原文 –

++++++

UVA 129 Krypton Factor（DFS 回溯）

You have been employed by the organisers of a Super Krypton Factor Contest in which contestants
have very high mental and physical abilities. In one section of the contest the contestants are tested on
their ability to recall a sequenace of characters which has been read to them by the Quiz Master. Many
of the contestants are very good at recognising patterns. Therefore, in order to add some difficulty to
this test, the organisers have decided that sequences containing certain types of repeated subsequences
should not be used. However, they do not wish to remove all subsequences that are repeated, since in
that case no single character could be repeated. This in itself would make the problem too easy for the
contestants. Instead it is decided to eliminate all sequences containing an occurrence of two adjoining
identical subsequences. Sequences containing such an occurrence will be called “easy”. Other sequences
will be called “hard”.
For example, the sequence ABACBCBAD is easy, since it contains an adjoining repetition of the
subsequence CB. Other examples of easy sequences are:
• BB
• ABCDACABCAB
• ABCDABCD
Some examples of hard sequences are:
• D
• DC
• ABDAB
• CBABCBA
In order to provide the Quiz Master with a potentially unlimited source of questions you are asked
to write a program that will read input lines from standard input and will write to standard output.
Input
Each input line contains integers n and L (in that order), where n > 0 and L is in the range 1 ≤ L ≤ 26.
Input is terminated by a line containing two zeroes.
Output
For each input line prints out the n-th hard sequence (composed of letters drawn from the first L letters
in the alphabet), in increasing alphabetical order (Alphabetical ordering here corresponds to the normal
ordering encountered in a dictionary), followed (on the next line) by the length of that sequence. The
first sequence in this ordering is ‘A’. You may assume that for given n and L there do exist at least n
hard sequences.
As such a sequence is potentially very long, split it into groups of four (4) characters separated by
a space. If there are more than 16 such groups, please start a new line for the 17th group.
Your program may assume a maximum sequence length of 80.

++++++

条目列表 –
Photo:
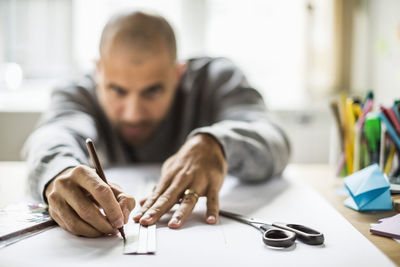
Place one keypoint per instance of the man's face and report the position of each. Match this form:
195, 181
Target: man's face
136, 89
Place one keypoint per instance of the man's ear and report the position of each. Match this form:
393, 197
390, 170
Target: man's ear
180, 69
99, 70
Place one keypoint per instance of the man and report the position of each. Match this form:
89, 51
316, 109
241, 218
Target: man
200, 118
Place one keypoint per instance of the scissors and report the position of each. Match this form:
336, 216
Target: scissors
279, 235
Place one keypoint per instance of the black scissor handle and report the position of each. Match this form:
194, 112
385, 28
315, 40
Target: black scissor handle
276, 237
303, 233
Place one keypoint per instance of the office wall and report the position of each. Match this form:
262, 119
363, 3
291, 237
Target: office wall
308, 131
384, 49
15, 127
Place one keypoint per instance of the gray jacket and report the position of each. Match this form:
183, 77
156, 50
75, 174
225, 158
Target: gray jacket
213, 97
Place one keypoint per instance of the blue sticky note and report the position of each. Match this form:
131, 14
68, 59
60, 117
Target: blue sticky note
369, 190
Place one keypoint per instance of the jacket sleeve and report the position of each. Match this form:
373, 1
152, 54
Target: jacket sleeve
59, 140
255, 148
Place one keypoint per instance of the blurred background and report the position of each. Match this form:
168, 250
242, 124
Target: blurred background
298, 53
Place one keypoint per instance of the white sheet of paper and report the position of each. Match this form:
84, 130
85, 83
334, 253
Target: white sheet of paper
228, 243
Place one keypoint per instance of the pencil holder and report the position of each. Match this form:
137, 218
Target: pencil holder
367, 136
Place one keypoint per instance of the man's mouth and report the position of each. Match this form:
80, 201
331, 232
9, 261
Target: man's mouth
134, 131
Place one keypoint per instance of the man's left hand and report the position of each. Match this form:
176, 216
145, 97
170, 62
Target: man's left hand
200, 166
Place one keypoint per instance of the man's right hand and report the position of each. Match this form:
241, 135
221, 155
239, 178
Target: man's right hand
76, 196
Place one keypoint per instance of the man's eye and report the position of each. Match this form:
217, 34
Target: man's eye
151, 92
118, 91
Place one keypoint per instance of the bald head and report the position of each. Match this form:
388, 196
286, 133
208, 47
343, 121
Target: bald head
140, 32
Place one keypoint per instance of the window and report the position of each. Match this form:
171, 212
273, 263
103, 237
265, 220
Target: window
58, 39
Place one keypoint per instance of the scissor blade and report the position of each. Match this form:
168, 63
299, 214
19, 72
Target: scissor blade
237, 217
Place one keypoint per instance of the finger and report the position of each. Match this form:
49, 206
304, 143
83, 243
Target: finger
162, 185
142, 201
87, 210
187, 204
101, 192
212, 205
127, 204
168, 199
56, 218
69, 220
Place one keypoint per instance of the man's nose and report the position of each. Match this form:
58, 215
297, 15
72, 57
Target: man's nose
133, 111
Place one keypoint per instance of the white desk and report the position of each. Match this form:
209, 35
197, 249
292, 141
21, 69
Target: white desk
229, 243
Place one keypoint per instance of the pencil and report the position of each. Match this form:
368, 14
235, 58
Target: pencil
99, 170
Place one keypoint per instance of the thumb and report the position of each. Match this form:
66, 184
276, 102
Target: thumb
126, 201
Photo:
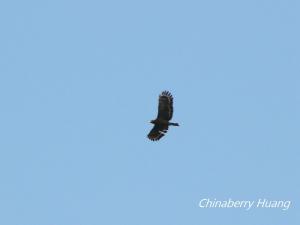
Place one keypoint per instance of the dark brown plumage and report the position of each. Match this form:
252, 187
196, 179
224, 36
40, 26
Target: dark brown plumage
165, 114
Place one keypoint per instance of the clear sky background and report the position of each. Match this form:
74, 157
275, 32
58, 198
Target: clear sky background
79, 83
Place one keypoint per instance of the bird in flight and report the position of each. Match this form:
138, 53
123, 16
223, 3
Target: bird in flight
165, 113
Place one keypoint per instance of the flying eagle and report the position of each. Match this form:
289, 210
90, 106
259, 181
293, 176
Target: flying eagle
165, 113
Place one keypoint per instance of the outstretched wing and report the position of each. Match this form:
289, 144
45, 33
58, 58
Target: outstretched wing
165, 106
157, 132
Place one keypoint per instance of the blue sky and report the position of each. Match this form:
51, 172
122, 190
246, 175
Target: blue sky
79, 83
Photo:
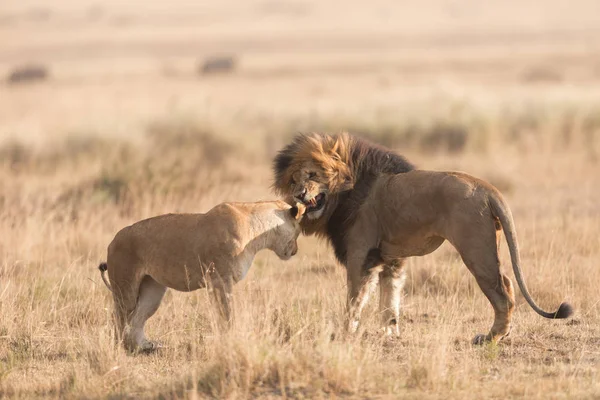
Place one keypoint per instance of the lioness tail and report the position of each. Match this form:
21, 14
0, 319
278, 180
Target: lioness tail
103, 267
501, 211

++++++

你的任务 –
**1)** 根据 Krypton Factor 题目回答下列问题：
(a) 含有什么的序列被称为“easy”？
(b) 输入以怎样的一行结束？
(c) 分组超过 16 组时，从第几组开始另起一行？
**2)** 请接着 Krypton Factor 题目的最后一句续写下去。
材料与上面的原文各自独立。

参考答案 –
**1)**
(a) 含有两个相邻且相同的子序列的序列。
(b) 以含有两个零的一行结束。
(c) 从第 17 组开始另起一行。

**2)**
For example, with L = 3, the first 7 hard sequences are:
A
AB
ABA
ABAC
ABACA
ABACAB
ABACABA
Sample Input
7 3
30 3
0 0
Sample Output
ABAC ABA
7
ABAC ABCA CBAB CABA CABC ACBA CABA
28

题意

如果一个字符串包含两个相邻的重复子串，则称它是“容易的串”，其他串是“困难的串”。
输入正整数n和L，输出前L个字符组成的、字典序第k小的困难的串。

题解

很容易想到的是从左往右依次考虑每个位置的字符，检查所有长度为偶数的子串，分别判断每个子串的前一半是否等于后一半。但是这样太复杂了，可以进行优化，其实只需要判断当前串的后缀就行了，只需判断当前串的后缀是否满足条件，而不用考虑之前所有的子串（前面判断过了）。

#include<iostream>
#include<cstdio>
#include<cstring>
using namespace std;
int cnt;
int n,m;
int s[1005];
bool dfs(int cur)
{
    if(cnt++==n)
    {
        for(int i=0;i<cur;i++)
        {
            if(i&&i%64==0)
                puts("");
            else if(i&&i%4==0)
                putchar(' ');
            printf("%c",'A'+s[i]);
        }
        printf("\n%d\n",cur);
        return true;
    }
    for(int i=0;i<m;i++)
    {
        s[cur]=i;
        int ok=1;
        for(int j=1;j*2<=cur+1;j++)//尝试长度为j*2的后缀
        {
            int equal=1;
            for(int k=0;k<j;k++)//检查前一半是否等于后一半
                if(s[cur-k]!=s[cur-j-k])
                {
                    equal=0;
                    break;
                }
            if(equal)//后一半等于前一半，方案不合法
            {
                ok=0;
                break;
            }
        }
        if(ok&&dfs(cur+1))//递归搜索。如果找到解就直接退出
            return true;
    }
    return false;
}
int main()
{
    while(~scanf("%d%d",&n,&m),n||m)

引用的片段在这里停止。